Contact the national Citizens’ Stamp Advisory Committee and ask it to deny any pro-trapping stamp requested by the NTA. Tell the Committee that the USPS should not promote animal cruelty.

But a couple weeks later, New Jersey Animal Rights Alliance activist Joe Miele posted a copy of a letter he had received from the USPS dated November 4, 2003, denying that the postal service had plans for a trapping stamp,

November 4, 2003

Dear Mr. Miele:

Thank you for your October 24 letters expressing your opposition to the
issuance of a stamp honoring trappers and animal trapping.

There are no plans to issue such a stamp as part of the annual stamp
program.

Each year the Postal Service receives thousands of letters suggesting
hundreds of different topics for new stamps. The Citizens’ Stamp Advisory
Committee was established in 1957 to review all suggestions and make
recommendations to the Postmaster General. Committee recommendations are
based on national interest, historical perspective, and other criteria. We
rely on the Committee to produce a balanced stamp program that touches on
all aspects of our heritage. Enclosed for your reference is the Creating
U.S. Postage Stamps brochure.

We appreciate your interest in our stamp program.

Sincerely,

Terrence W. McCaffrey
Manager
Stamp Development

If IDA wants to keep activists busy on a wild goose chase, more power to them.

Sources:

Trappers push pro-trapping postage stamp. Animal News Center, December 22, 2003.

E-Newsletter. In Defense of Animals, December 8, 2003.

USPS correspondence. Terrence W. McCaffrey, November 4, 2003.

Robin Webb on Animal Rights Terrorism

No Compromise recently ran a telling interview with Animal Liberation Front press officer Robin web about the roll of terrorism in the animal rights movement. Webb told the magazine (emphasis added),

The Animal Liberation Front, together with more radical groups such as the Animal Rights Militia and Justice Department, is the hard cutting edge of the war against abuse and exploitation of the weak and innocent, irrespective of gender, race or species.

. . .

The third policy is to take every reasonable precaution not to harm or endanger life, either human or non-human.

Anyone, so long as they follow at least a vegetarian—but preferably vegan—lifestyle, can go out and undertake an action that falls within those policies and claim it as the Animal Liberation Front. There is no hierarchy; there are no leaders. There is just a compulsion to follow your heart in pursuit of justice. That is why the A.L.F. cannot be smashed, it cannot be effectively infiltrated, it cannot be stopped. You, each and every one of you: you are the A.L.F.

And if someone wishes to act as the Animal Rights Militia or the Justice Department? Simply put, the third policy of the A.L.F. no longer applies.

As this web site has repeatedly said, it is incorrect to think of the ALF, ARM and Justice Department as groups. Instead they are little more than brand names for specific actions that are likely taken by overlapping group of activists.

Burn down a laboratory and nobody is injured? Claim it in the name of the ALF. Want to send razor blades to the homes of medical researchers? Fine, just make sure you label it as a Justice Department action.

Instead of thinking of these groups out there organizing to carry out activities, animal rights terrorism and extremism is better conceived as, in general, small groups of extremists who pick and choose a la carte from these brands depending on the outcome of their activities. There is no ALF dedicated to not harming people as opposed to an ARM that has no problem composing assassination lists. Instead there is simply a hardcore of animal rights extremism that picks and chooses these names for their own purposes.

In fact Webb and activist David Hammond were arrested in 1994 and charged with possession of a sawed-off shotgun. Later Hammond and Webb had a falling out, and The Observer reported in 1998 that,

Earlier, ALF defector David Hammond claimed Webb was the secret force behind the pro-killing group, the Justice Department. He said the outwardly respectable ALF spokesman had even offered him a sawn-off shotgun in a Sussex lay-by and asked if he knew Colin Blakemore – an Oxford professor who is at the top of the Justice Department’s hit-list.

Source:

Staying on target and going the distance: an interview with UK ALF Press Officer Robin Webb. No Compromise, Issue 22, Fall 2003.

▶ [Entries shown]

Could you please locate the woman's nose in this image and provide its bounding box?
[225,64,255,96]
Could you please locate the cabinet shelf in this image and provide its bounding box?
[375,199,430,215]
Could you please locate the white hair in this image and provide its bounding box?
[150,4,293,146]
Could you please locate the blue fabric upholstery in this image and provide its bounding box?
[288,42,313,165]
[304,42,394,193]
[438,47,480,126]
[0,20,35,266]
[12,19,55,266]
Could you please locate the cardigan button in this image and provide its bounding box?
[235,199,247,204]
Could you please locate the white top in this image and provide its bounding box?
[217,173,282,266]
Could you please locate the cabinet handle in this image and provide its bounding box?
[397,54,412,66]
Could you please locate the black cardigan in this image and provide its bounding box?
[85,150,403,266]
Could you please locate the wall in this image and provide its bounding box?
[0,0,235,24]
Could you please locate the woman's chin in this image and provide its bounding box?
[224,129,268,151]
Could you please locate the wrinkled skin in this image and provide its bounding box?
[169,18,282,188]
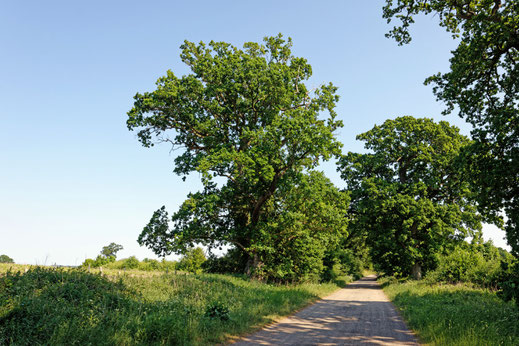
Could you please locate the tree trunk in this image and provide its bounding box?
[411,262,422,280]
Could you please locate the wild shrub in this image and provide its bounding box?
[427,243,512,288]
[499,259,519,306]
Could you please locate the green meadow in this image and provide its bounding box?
[0,265,349,345]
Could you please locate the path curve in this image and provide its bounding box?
[233,275,418,346]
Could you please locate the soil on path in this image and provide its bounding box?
[233,275,418,346]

▶ [Apply what you read]
1. Please retype the part of the animal rights article starting at "The third policy is" and ending at "are the A.L.F.".
2. Render this sentence from the animal rights article in Spanish: "There are no plans to issue such a stamp as part of the annual stamp program."

▶ [Solutions for each task]
1.
The third policy is to take every reasonable precaution not to harm or endanger life, either human or non-human.

Anyone, so long as they follow at least a vegetarian—but preferably vegan—lifestyle, can go out and undertake an action that falls within those policies and claim it as the Animal Liberation Front. There is no hierarchy; there are no leaders. There is just a compulsion to follow your heart in pursuit of justice. That is why the A.L.F. cannot be smashed, it cannot be effectively infiltrated, it cannot be stopped. You, each and every one of you: you are the A.L.F.

2. No hay planes de emitir un sello de ese tipo como parte del programa anual de sellos.